将下方所给文本中从“private[streaming] def generateJob(time: Time): Option[Job]”到“context.sparkContext.runJob(rdd, emptyFunc)”的部分一字不差地抄录出来。

## 所给文本
------

这个方法是获得一个RDD或则生成一个RDD,该方法主要是供generateJob根据时间生成job用。

 private[streaming] def generateJob(time: Time): Option[Job] = {
    logInfo("dDDDDDDDDDDDDDDDDDDDDDDDDDDDDDDDDDstream")
    getOrCompute(time) match {
      case Some(rdd) => {
        val jobFunc = () => {
          val emptyFunc = { (iterator: Iterator[T]) => {} }
          logInfo("use the sparkcontext for runjob")
          logInfo("rdd partation" + rdd.partitions.size)
          context.sparkContext.runJob(rdd, emptyFunc)
        }
        Some(new Job(time, jobFunc))
      }
      case None => None
    }
  }

如果改方法可以获得一个RDD,那么就调用sparkContext.runJob(rdd,emptyFunc)执行Job,如果没有的话,就返回None。

private[streaming] def clearMetadata(time: Time) {
    val unpersistData = ssc.conf.getBoolean("spark.streaming.unpersist", true)
    val oldRDDs = generatedRDDs.filter(_._1 <= (time - rememberDuration))
    logDebug("Clearing references to old RDDs: [" +
      oldRDDs.map(x => s"${x._1} -> ${x._2.id}").mkString(", ") + "]")
    generatedRDDs --= oldRDDs.keys
    if (unpersistData) {
      logDebug("Unpersisting old RDDs: " + oldRDDs.values.map(_.id).mkString(", "))
      oldRDDs.values.foreach { rdd =>
        rdd.unpersist(false)
        // Explicitly remove blocks of BlockRDD
        rdd match {
          case b: BlockRDD[_] =>
            logInfo("Removing blocks of RDD " + b + " of time " + time)
            b.removeBlocks()
          case _ =>
        }
      }
    }
    logDebug("Cleared " + oldRDDs.size + " RDDs that were older than " +
      (time - rememberDuration) + ": " + oldRDDs.keys.mkString(", "))
    dependencies.foreach(_.clearMetadata(time))
  }

该方法很重要,通过时间对RDD进行判断,如果该RDD已经计算了,那么该RDD就会从内存中移除。该方法很重要,保证内存及时的释放。

下面看看基于stream的一些操作。 Map flatMap filter等操作会生成相应的DStream,最总要的就是这里需要注意的是,那些涉及到Action操作,这边列出来,print():这个方法不好,并行力度不够,建议调试的时候可以,但是不好用于生产。还有一个就是saveAsTextFiles()这个方法比较好,推荐使用。这里教大家一个方法,如果涉及到的RDD操作有这句话的 val res = sc.runJob(this, (it: Iterator[T]) => it.take(left).toArray, p, allowLocal = true)表明是action操作。

def print() {
    def foreachFunc = (rdd: RDD[T], time: Time) => {
      val first11 = rdd.take(11)
      println ("-------------------------------------------")
      println ("Time: " + time)
      println ("-------------------------------------------")
      first11.take(10).foreach(println)
      if (first11.size > 10) println("...")

------

## 学习材料

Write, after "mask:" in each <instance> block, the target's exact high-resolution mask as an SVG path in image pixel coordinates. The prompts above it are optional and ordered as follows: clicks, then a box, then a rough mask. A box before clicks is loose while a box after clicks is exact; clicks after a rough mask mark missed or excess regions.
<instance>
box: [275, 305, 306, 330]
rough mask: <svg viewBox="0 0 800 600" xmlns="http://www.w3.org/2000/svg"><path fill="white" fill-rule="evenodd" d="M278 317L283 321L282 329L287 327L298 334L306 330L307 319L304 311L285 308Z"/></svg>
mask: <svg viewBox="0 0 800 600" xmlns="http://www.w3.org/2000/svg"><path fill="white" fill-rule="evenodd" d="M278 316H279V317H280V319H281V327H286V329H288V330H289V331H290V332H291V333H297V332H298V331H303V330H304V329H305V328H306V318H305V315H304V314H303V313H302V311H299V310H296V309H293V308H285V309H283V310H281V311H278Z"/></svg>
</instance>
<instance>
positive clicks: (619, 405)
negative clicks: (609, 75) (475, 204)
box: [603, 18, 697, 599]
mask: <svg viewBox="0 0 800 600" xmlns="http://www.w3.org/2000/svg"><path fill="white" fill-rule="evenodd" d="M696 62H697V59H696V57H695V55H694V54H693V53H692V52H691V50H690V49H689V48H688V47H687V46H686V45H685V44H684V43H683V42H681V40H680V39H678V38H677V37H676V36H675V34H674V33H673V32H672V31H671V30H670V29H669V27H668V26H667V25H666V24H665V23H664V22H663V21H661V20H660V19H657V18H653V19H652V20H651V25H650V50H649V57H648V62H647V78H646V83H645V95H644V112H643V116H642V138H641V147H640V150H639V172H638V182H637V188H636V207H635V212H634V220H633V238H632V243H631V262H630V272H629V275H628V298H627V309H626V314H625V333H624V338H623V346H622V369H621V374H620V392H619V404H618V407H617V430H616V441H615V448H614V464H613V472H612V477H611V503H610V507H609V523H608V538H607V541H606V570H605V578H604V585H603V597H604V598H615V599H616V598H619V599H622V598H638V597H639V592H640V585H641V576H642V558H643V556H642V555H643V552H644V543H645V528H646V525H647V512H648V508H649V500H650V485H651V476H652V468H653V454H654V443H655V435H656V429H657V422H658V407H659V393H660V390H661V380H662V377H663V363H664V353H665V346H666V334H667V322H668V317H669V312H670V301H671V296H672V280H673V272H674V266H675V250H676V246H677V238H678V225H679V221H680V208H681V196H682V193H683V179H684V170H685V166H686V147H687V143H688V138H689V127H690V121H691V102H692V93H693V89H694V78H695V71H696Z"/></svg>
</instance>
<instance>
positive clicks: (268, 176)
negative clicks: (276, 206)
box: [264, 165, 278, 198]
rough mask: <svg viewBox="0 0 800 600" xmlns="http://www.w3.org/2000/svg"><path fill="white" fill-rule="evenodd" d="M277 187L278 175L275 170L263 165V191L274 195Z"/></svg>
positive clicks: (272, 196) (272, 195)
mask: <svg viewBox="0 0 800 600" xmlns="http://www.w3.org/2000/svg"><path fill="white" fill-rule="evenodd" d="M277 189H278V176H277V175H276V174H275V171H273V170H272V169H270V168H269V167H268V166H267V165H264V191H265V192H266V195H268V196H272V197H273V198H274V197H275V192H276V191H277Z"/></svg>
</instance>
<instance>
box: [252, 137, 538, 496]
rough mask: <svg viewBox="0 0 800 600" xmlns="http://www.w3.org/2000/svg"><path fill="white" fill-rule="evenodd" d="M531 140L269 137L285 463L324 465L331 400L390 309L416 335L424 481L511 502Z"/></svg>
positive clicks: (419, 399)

------

## 回答
private[streaming] def generateJob(time: Time): Option[Job] = {
    logInfo("dDDDDDDDDDDDDDDDDDDDDDDDDDDDDDDDDDstream")
    getOrCompute(time) match {
      case Some(rdd) => {
        val jobFunc = () => {
          val emptyFunc = { (iterator: Iterator[T]) => {} }
          logInfo("use the sparkcontext for runjob")
          logInfo("rdd partation" + rdd.partitions.size)
          context.sparkContext.runJob(rdd, emptyFunc)